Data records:
──────
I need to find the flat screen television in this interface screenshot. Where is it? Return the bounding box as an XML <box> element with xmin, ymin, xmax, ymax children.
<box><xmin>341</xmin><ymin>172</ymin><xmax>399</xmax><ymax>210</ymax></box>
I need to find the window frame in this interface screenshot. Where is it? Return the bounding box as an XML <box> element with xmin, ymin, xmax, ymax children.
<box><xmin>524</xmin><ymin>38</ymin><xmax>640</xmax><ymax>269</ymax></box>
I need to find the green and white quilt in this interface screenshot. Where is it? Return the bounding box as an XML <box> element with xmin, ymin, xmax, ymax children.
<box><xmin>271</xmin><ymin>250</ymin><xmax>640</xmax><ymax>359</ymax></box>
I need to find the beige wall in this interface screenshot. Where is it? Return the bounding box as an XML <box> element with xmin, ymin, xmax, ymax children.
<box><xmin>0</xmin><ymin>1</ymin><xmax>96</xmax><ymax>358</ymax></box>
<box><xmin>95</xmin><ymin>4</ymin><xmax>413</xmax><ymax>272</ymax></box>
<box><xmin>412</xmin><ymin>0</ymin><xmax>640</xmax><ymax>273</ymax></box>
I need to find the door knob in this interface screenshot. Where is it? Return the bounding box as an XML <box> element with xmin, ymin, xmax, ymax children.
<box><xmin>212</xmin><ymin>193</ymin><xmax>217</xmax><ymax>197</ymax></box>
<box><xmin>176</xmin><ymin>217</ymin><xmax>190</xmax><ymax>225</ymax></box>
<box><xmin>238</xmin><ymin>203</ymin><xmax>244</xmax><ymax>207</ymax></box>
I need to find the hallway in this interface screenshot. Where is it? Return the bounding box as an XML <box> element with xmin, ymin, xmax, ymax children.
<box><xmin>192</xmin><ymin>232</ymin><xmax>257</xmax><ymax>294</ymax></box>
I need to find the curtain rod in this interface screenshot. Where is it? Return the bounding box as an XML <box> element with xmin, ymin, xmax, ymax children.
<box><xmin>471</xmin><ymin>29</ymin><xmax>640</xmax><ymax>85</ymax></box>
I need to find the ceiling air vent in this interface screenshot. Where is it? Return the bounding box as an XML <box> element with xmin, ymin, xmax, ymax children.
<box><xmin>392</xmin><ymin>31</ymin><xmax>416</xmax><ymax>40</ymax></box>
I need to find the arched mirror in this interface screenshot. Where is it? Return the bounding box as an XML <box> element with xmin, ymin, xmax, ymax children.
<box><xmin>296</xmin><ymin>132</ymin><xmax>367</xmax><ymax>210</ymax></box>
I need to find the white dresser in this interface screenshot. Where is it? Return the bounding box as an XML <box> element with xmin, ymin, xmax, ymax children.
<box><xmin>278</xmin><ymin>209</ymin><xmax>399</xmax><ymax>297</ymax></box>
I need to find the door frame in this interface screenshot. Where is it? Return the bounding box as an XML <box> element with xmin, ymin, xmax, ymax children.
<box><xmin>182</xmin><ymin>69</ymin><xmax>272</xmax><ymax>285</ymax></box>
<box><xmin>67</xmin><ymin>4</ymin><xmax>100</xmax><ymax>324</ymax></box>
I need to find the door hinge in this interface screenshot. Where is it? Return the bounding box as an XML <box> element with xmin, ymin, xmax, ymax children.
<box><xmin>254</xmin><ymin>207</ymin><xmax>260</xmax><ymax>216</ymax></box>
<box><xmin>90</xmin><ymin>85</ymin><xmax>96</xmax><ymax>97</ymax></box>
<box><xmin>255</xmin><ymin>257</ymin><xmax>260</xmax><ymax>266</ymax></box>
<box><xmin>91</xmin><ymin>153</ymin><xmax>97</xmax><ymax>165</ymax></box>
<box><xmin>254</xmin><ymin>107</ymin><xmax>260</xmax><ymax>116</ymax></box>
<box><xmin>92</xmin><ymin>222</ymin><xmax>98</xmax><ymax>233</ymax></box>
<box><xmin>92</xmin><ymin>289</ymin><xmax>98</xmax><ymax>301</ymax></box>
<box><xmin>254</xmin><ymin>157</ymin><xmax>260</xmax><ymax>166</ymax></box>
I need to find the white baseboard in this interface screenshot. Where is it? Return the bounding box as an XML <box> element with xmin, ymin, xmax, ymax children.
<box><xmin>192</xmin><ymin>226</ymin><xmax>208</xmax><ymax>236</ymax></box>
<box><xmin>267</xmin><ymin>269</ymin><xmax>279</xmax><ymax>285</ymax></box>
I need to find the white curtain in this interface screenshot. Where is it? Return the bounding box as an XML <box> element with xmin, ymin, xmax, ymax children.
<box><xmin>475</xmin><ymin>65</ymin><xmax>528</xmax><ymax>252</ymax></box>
──────
* **Task prompt**: Nothing in the data may differ; print all of it exactly as written.

* **Output below**:
I need to find the flat screen television in this interface screenshot. Where is it? Return the bounding box as an XML <box> element with xmin, ymin, xmax, ymax children.
<box><xmin>341</xmin><ymin>172</ymin><xmax>399</xmax><ymax>210</ymax></box>
I need to find the window frame in this interface screenshot. Where is it? Return the bounding box as an XML <box> element with xmin, ymin, xmax, ymax children.
<box><xmin>524</xmin><ymin>38</ymin><xmax>640</xmax><ymax>269</ymax></box>
I need to find the green and white quilt in this interface screenshot. Where is it? Return the bounding box as an XML <box> element with xmin, ymin, xmax, ymax children.
<box><xmin>271</xmin><ymin>250</ymin><xmax>640</xmax><ymax>359</ymax></box>
I need to find the beige wall in this interface screenshot. Where is it? Return the bounding box as an XML <box> element with xmin, ymin, xmax, ymax children.
<box><xmin>0</xmin><ymin>1</ymin><xmax>96</xmax><ymax>358</ymax></box>
<box><xmin>95</xmin><ymin>4</ymin><xmax>413</xmax><ymax>272</ymax></box>
<box><xmin>412</xmin><ymin>0</ymin><xmax>640</xmax><ymax>273</ymax></box>
I need to find the door knob in this interface screenshot. Where is it? Return the bounding box as an XML <box> element with xmin, ymin, xmax, ymax children.
<box><xmin>212</xmin><ymin>193</ymin><xmax>217</xmax><ymax>197</ymax></box>
<box><xmin>176</xmin><ymin>217</ymin><xmax>190</xmax><ymax>225</ymax></box>
<box><xmin>238</xmin><ymin>203</ymin><xmax>244</xmax><ymax>207</ymax></box>
I need to find the hallway in this interface screenshot. Where is it? Return the bounding box as an XML <box> element with xmin, ymin, xmax, ymax children.
<box><xmin>192</xmin><ymin>232</ymin><xmax>257</xmax><ymax>294</ymax></box>
I need to find the curtain rod in this interface screenshot. Where is it? Return the bounding box as an XML <box> element with xmin, ymin, xmax, ymax children.
<box><xmin>471</xmin><ymin>29</ymin><xmax>640</xmax><ymax>85</ymax></box>
I need to find the ceiling air vent in this interface screenshot. Where is it? Return the bounding box as an XML <box> element with xmin, ymin, xmax, ymax children.
<box><xmin>392</xmin><ymin>31</ymin><xmax>416</xmax><ymax>40</ymax></box>
I need to find the arched mirror in this interface screenshot. Where is it? Return the bounding box as an XML <box> element with xmin, ymin, xmax, ymax children.
<box><xmin>296</xmin><ymin>132</ymin><xmax>367</xmax><ymax>210</ymax></box>
I need to find the white dresser in this interface screenshot. Where is it? Return the bounding box as an XML <box> element with xmin, ymin, xmax, ymax children.
<box><xmin>278</xmin><ymin>209</ymin><xmax>399</xmax><ymax>297</ymax></box>
I need to find the door frame in this interface screenshot. Where is it? Return the bounding box as an XML <box> element with xmin, ymin, xmax, ymax children.
<box><xmin>182</xmin><ymin>69</ymin><xmax>272</xmax><ymax>285</ymax></box>
<box><xmin>67</xmin><ymin>4</ymin><xmax>100</xmax><ymax>324</ymax></box>
I need to find the door hinge in this interface screenshot. Where is it? Return the bounding box as an XML <box> element with xmin, ymin, xmax, ymax children.
<box><xmin>254</xmin><ymin>207</ymin><xmax>260</xmax><ymax>216</ymax></box>
<box><xmin>90</xmin><ymin>85</ymin><xmax>96</xmax><ymax>97</ymax></box>
<box><xmin>255</xmin><ymin>257</ymin><xmax>260</xmax><ymax>266</ymax></box>
<box><xmin>91</xmin><ymin>153</ymin><xmax>97</xmax><ymax>165</ymax></box>
<box><xmin>254</xmin><ymin>107</ymin><xmax>260</xmax><ymax>116</ymax></box>
<box><xmin>92</xmin><ymin>222</ymin><xmax>98</xmax><ymax>233</ymax></box>
<box><xmin>92</xmin><ymin>289</ymin><xmax>98</xmax><ymax>301</ymax></box>
<box><xmin>254</xmin><ymin>157</ymin><xmax>260</xmax><ymax>166</ymax></box>
I need to find the white baseboard in this interface screenshot. Where is it? Return the bounding box as an XML <box> element with xmin, ymin, xmax, ymax children.
<box><xmin>192</xmin><ymin>226</ymin><xmax>208</xmax><ymax>236</ymax></box>
<box><xmin>267</xmin><ymin>269</ymin><xmax>279</xmax><ymax>285</ymax></box>
I need to find the white curtain in this interface screenshot. Where is it? Return the bounding box as an XML <box> element with xmin, ymin, xmax, ymax children.
<box><xmin>475</xmin><ymin>65</ymin><xmax>528</xmax><ymax>252</ymax></box>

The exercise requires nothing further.